Work request =
Return every line from the one with "Target: blurred vegetation" through the one with "[point] dirt ground", inclusive, exactly as it appears below.

Saved entries =
------------------------------------
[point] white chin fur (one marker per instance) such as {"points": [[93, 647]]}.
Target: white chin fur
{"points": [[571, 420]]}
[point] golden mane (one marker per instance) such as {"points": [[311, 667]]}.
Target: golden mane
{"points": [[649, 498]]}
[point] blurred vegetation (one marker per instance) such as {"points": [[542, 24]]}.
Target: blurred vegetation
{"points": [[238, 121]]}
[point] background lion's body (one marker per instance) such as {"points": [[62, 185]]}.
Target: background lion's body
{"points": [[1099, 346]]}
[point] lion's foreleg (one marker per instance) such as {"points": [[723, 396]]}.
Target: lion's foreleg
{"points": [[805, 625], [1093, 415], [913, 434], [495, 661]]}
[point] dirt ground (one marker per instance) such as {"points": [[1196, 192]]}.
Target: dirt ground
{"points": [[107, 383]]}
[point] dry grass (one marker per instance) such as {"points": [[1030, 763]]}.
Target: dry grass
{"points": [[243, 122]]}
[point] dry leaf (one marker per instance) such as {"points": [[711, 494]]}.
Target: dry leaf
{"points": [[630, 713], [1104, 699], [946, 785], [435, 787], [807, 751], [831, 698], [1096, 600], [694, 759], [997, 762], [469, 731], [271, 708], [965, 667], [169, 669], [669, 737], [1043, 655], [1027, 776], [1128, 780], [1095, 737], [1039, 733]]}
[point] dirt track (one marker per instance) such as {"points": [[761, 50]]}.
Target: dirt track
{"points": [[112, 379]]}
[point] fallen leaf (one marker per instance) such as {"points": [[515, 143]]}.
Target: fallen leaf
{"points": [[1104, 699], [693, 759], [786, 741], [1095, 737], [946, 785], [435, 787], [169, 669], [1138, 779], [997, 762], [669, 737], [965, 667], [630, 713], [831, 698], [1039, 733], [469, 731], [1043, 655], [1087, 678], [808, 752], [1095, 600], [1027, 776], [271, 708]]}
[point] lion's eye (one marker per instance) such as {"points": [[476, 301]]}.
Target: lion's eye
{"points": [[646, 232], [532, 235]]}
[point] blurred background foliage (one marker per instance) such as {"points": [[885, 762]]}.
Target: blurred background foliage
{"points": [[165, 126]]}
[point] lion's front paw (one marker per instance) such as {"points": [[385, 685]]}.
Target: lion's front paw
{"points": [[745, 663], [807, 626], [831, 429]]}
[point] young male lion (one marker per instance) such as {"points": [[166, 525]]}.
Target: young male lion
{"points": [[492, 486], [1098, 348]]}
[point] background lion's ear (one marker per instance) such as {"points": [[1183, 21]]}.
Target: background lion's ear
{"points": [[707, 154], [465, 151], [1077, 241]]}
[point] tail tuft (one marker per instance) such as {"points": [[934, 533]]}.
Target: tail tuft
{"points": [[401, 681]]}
------------------------------------
Task output =
Target: blurred vegetation
{"points": [[238, 121]]}
[point] background lion's body (one marker per instance) such as {"points": [[62, 185]]}.
Target: background lion's body
{"points": [[1099, 346]]}
[point] lion's foreleg (one marker per instance) such as {"points": [[723, 396]]}.
Target: lion's foreleg
{"points": [[805, 625], [1093, 415], [913, 434], [495, 661]]}
[point] dirt ground (one marker per instance) such as {"points": [[1196, 192]]}.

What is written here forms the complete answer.